:: EXERCISE ::
From the entries below, retype only the lines from the one with "Segment person walking" through the one with "Segment large rock from the image above.", exactly as written.

:: MATERIAL FOR THIS EXERCISE ::
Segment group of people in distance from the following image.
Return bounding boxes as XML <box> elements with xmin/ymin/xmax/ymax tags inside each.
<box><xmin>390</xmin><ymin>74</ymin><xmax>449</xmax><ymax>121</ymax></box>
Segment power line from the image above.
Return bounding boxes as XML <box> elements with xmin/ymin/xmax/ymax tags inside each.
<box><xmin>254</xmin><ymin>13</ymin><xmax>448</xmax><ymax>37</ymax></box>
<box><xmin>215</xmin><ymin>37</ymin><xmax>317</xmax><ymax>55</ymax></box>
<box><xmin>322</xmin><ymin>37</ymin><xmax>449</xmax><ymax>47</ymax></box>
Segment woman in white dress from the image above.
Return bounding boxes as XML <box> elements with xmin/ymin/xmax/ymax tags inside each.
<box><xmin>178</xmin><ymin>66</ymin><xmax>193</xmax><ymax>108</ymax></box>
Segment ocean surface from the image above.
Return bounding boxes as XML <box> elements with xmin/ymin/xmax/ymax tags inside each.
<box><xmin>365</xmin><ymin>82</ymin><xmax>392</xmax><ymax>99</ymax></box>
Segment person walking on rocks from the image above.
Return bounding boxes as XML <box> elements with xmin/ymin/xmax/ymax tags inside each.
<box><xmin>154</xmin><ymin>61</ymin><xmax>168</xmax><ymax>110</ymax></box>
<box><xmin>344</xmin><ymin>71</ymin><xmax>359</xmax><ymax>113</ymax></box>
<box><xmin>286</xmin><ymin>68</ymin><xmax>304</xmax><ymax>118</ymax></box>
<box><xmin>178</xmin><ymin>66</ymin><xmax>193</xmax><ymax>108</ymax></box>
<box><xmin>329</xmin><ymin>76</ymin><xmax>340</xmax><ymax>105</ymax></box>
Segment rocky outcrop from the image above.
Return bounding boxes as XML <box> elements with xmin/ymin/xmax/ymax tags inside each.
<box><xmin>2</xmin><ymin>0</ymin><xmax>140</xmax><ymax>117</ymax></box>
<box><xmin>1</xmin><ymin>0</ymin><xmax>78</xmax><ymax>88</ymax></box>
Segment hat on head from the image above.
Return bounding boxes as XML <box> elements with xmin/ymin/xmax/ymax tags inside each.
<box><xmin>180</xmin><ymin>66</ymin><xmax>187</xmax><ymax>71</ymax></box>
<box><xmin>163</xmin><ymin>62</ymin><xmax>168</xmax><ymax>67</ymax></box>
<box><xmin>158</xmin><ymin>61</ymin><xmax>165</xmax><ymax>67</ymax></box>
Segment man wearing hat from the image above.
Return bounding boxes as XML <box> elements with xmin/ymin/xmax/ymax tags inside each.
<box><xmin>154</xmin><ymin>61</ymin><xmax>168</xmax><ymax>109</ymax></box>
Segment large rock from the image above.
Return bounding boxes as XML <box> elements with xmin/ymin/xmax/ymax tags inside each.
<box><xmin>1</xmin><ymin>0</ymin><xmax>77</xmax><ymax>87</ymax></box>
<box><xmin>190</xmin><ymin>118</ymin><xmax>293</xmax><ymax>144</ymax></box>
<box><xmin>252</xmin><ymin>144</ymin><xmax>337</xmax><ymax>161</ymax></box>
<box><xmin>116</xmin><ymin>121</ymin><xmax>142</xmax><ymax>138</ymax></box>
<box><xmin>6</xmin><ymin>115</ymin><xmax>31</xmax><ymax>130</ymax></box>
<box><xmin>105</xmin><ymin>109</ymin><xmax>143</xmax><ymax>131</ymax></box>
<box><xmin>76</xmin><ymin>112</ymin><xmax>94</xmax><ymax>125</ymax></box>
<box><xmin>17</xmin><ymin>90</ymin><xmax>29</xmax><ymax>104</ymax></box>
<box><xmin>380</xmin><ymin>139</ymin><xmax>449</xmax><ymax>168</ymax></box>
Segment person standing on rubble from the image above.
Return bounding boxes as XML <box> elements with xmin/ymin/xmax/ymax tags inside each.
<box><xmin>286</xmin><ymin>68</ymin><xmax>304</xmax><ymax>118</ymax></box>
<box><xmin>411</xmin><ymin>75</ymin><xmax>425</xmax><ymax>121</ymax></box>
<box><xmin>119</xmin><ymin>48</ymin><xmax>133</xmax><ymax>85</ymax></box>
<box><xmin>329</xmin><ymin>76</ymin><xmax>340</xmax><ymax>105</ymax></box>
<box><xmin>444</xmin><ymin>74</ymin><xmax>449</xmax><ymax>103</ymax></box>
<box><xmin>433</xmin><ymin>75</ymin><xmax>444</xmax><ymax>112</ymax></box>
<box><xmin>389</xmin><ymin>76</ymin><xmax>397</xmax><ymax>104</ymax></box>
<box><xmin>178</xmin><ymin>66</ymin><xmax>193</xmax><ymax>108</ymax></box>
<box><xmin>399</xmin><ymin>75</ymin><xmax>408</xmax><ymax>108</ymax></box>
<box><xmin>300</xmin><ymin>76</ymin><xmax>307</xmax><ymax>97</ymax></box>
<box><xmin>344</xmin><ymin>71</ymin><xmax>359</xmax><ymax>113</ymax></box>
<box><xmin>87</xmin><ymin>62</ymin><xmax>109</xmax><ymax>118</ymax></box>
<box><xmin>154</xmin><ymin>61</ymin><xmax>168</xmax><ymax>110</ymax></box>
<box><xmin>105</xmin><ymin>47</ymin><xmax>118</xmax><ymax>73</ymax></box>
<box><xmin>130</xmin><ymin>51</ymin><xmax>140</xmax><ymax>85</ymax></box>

:: WRITTEN REPLY ::
Segment person walking on rocks from the image above.
Return bounding boxes as XML <box> elements with xmin/ymin/xmax/ymax tags inside each.
<box><xmin>154</xmin><ymin>61</ymin><xmax>168</xmax><ymax>110</ymax></box>
<box><xmin>344</xmin><ymin>71</ymin><xmax>359</xmax><ymax>113</ymax></box>
<box><xmin>286</xmin><ymin>68</ymin><xmax>304</xmax><ymax>118</ymax></box>
<box><xmin>178</xmin><ymin>66</ymin><xmax>193</xmax><ymax>108</ymax></box>
<box><xmin>329</xmin><ymin>76</ymin><xmax>340</xmax><ymax>105</ymax></box>
Segment rocky outcrop from the image above.
Return bounding boxes as XML <box> elements with xmin/ymin/xmax/ymax tags inside each.
<box><xmin>2</xmin><ymin>0</ymin><xmax>140</xmax><ymax>117</ymax></box>
<box><xmin>1</xmin><ymin>0</ymin><xmax>78</xmax><ymax>88</ymax></box>
Segment hat on head from the image above.
Return bounding boxes as XML <box> elements with xmin/ymin/xmax/ymax tags inside each.
<box><xmin>180</xmin><ymin>66</ymin><xmax>187</xmax><ymax>71</ymax></box>
<box><xmin>163</xmin><ymin>62</ymin><xmax>168</xmax><ymax>67</ymax></box>
<box><xmin>158</xmin><ymin>61</ymin><xmax>165</xmax><ymax>67</ymax></box>
Segment man wearing hat from the image above.
Return bounding boxes as XML <box> elements with xmin/ymin/xmax/ymax tags inside each.
<box><xmin>154</xmin><ymin>61</ymin><xmax>168</xmax><ymax>109</ymax></box>
Segment large rock from the image above.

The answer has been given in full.